» **What is expected**:
Gather every line of the data below that contains the string "Query", and copy each line in full. Matches must agree in case.

» **Dataset entries**:
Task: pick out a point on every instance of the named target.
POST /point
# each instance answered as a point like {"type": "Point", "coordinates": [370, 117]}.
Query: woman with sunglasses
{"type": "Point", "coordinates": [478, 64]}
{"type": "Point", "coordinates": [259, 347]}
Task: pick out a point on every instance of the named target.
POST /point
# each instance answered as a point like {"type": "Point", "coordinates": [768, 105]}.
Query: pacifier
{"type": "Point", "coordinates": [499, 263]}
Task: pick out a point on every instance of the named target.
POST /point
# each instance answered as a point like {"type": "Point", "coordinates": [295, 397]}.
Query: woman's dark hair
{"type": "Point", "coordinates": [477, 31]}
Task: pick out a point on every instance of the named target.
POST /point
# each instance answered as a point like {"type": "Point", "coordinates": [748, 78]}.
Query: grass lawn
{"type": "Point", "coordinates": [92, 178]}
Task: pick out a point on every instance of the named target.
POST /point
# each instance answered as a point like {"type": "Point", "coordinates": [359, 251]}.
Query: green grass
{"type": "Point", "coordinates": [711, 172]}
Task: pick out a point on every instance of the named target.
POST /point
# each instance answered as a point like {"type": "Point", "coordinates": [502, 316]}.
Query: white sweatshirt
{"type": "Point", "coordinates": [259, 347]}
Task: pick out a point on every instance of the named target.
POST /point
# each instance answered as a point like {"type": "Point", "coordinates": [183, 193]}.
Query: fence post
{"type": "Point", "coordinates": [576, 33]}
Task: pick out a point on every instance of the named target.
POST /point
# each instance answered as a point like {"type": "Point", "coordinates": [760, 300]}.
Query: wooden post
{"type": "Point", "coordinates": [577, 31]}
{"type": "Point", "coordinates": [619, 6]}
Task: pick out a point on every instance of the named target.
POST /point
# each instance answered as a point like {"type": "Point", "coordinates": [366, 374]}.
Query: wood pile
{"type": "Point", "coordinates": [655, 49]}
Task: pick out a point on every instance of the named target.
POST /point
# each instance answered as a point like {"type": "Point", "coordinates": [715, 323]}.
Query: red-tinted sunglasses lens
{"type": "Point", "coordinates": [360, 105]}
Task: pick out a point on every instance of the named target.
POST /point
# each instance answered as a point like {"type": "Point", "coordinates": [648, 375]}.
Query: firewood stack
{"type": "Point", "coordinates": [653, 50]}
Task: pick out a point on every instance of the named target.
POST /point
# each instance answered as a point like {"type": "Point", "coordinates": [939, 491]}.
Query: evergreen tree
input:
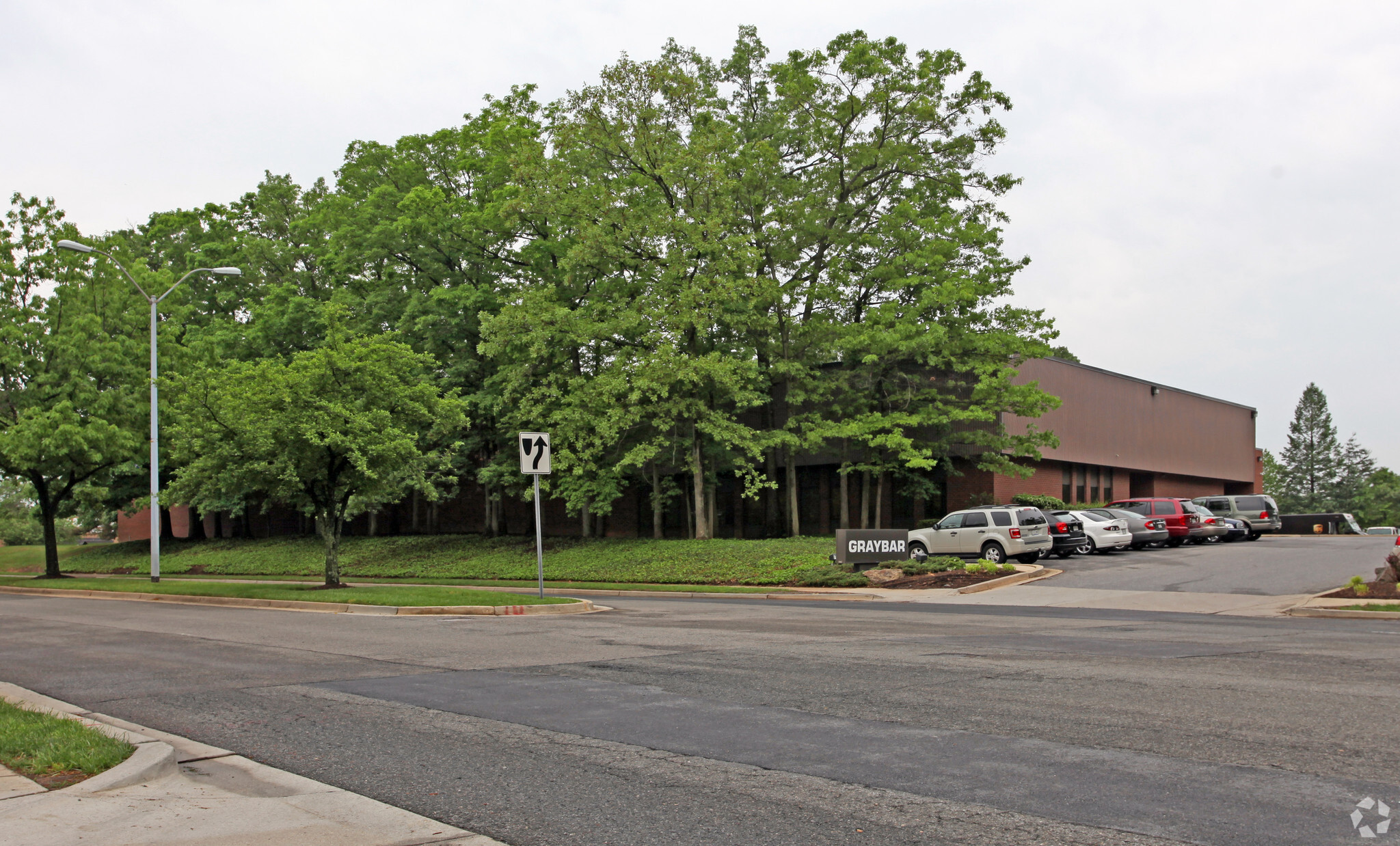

» **Completed task**:
Query: woman with sunglasses
Query: pacifier
Query: woman's dark hair
Query: grass lawn
Query: green grass
Query: white sweatshirt
Query: fence post
Query: wooden post
Query: wood pile
Query: red-tinted sunglasses lens
Query: firewood stack
Query: evergreen tree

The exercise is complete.